To do: A faithful transcription of all the data is required.

[Rows from a dataset]
◇ ◇ ◇ ◇

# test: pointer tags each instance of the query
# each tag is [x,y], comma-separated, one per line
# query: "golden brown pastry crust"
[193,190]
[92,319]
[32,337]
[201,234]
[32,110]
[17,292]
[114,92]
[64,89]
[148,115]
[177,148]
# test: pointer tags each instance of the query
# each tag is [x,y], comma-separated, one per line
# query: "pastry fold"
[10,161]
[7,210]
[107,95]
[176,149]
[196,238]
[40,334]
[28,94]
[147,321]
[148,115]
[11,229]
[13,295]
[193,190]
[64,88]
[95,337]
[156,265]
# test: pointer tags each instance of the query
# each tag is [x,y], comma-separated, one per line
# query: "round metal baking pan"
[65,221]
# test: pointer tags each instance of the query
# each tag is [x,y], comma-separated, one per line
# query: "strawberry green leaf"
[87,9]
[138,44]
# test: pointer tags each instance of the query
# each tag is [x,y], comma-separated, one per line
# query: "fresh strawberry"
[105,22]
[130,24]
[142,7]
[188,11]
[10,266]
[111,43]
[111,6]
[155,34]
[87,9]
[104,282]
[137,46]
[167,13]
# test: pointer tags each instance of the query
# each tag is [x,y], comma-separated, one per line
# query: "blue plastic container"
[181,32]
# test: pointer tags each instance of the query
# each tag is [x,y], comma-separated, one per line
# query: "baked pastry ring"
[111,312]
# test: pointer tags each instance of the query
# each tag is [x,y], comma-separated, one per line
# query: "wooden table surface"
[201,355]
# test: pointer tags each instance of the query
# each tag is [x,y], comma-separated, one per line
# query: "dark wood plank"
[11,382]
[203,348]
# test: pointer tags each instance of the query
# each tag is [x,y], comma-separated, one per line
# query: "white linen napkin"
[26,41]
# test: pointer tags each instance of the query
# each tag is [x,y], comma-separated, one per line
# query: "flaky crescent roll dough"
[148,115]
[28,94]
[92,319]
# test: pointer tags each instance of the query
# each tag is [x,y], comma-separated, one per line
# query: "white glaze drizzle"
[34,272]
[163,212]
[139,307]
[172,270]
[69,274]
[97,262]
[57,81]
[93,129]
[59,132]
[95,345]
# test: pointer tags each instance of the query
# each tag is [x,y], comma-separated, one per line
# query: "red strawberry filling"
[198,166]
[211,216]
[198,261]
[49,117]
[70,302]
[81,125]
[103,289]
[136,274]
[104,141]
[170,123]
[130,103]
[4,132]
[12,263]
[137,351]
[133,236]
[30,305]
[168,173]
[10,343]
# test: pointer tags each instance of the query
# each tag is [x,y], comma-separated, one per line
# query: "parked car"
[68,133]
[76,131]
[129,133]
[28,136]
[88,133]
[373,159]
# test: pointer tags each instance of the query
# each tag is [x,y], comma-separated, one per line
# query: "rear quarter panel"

◇ ◇ ◇ ◇

Output for this task:
# test: pointer tags each instance of the query
# each tag is [x,y], comma-separated, one per line
# query: "golden brown pastry crust"
[193,190]
[92,319]
[32,337]
[201,234]
[32,110]
[17,292]
[114,92]
[64,89]
[148,115]
[177,148]
# test: pointer tags each instance of the query
# each tag is [x,y], comma-separated, one per line
# query: "pastry fold"
[10,161]
[7,210]
[107,95]
[176,149]
[196,238]
[40,334]
[28,94]
[147,321]
[148,115]
[11,229]
[13,295]
[193,190]
[64,88]
[95,337]
[156,265]
# test: pointer tags each instance of the query
# each tag is [x,y], comma-separated, one per line
# query: "round metal baking pan"
[65,221]
# test: pointer tags each instance of the query
# each tag is [x,y], comma-separated, one per line
# query: "strawberry green leaf"
[87,9]
[138,44]
# test: pointer tags each instance of the query
# each tag is [x,y], comma-separated, one per line
# query: "fresh strawberry"
[105,22]
[130,24]
[142,7]
[188,11]
[10,266]
[111,43]
[111,6]
[155,34]
[87,9]
[104,282]
[137,46]
[167,13]
# test: pointer tags each instance of the query
# each tag is [x,y], comma-separated, one per line
# query: "blue plastic container"
[181,32]
# test: pointer tags each instance of the query
# each tag is [x,y], comma-separated, one per line
# query: "baked pastry ring"
[111,312]
# test: pointer tags each instance of the query
# each tag is [x,y], comma-separated, one per line
# query: "wooden table surface"
[201,355]
# test: pointer tags each instance of the query
# each tag is [x,y], comma-separated, one per line
# query: "dark wood plank"
[11,382]
[203,348]
# test: pointer tags each instance of the query
# each tag is [x,y], comma-separated, one per line
# query: "white linen napkin"
[26,41]
# test: pointer tags each instance of the query
# each tag is [x,y], comma-separated, one per line
# query: "flaky crescent roll dough"
[148,115]
[28,94]
[92,319]
# test: pointer tags each instance of the query
# each tag is [x,y], comma-separated, one per line
# query: "white glaze drizzle"
[34,272]
[163,212]
[139,307]
[172,270]
[69,274]
[97,262]
[57,81]
[93,129]
[59,132]
[95,345]
# test: pointer tags each instance of the query
# each tag is [x,y], comma-separated, one per line
# query: "red strawberry filling"
[198,166]
[211,216]
[198,261]
[49,117]
[70,302]
[81,125]
[103,289]
[136,274]
[104,141]
[170,123]
[130,103]
[4,132]
[12,263]
[137,351]
[133,236]
[30,305]
[168,173]
[10,343]
# test: pointer tags each instance of the query
# each tag is [x,y], comma-separated, one per line
# query: "parked car"
[68,133]
[76,131]
[129,133]
[28,136]
[88,133]
[373,159]
# test: pointer tags each instance of the query
# each tag is [x,y], comma-separated, one per line
# query: "rear quarter panel"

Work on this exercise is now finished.